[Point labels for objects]

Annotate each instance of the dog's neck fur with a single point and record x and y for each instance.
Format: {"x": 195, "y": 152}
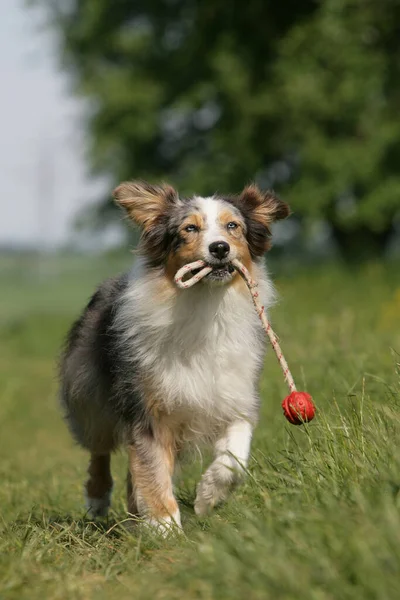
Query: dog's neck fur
{"x": 202, "y": 347}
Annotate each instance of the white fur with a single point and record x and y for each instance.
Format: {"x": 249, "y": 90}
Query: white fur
{"x": 232, "y": 453}
{"x": 202, "y": 349}
{"x": 210, "y": 208}
{"x": 98, "y": 507}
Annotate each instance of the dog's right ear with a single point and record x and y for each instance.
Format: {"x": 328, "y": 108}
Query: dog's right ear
{"x": 143, "y": 202}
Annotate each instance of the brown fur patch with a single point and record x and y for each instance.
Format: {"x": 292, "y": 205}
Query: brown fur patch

What is asked: Copy all of the material above line for line with no changes, but leave out the pictures.

Response to the task:
Annotate each instance of the dog's neck fur with a single point and record x and y for each instance.
Format: {"x": 195, "y": 152}
Query: dog's neck fur
{"x": 202, "y": 347}
Annotate each instance of the white fur with a single point and record x and y for each instance.
Format: {"x": 249, "y": 90}
Query: white fur
{"x": 232, "y": 453}
{"x": 202, "y": 349}
{"x": 210, "y": 208}
{"x": 98, "y": 507}
Annotate each instance of the dog's right ear with a single point and record x and y for each instance.
Format: {"x": 328, "y": 108}
Query: dog's right ear
{"x": 143, "y": 202}
Annotate each instance of the brown fur patch with a single point and record x and y for each instance.
Format: {"x": 292, "y": 205}
Query: brown fur patch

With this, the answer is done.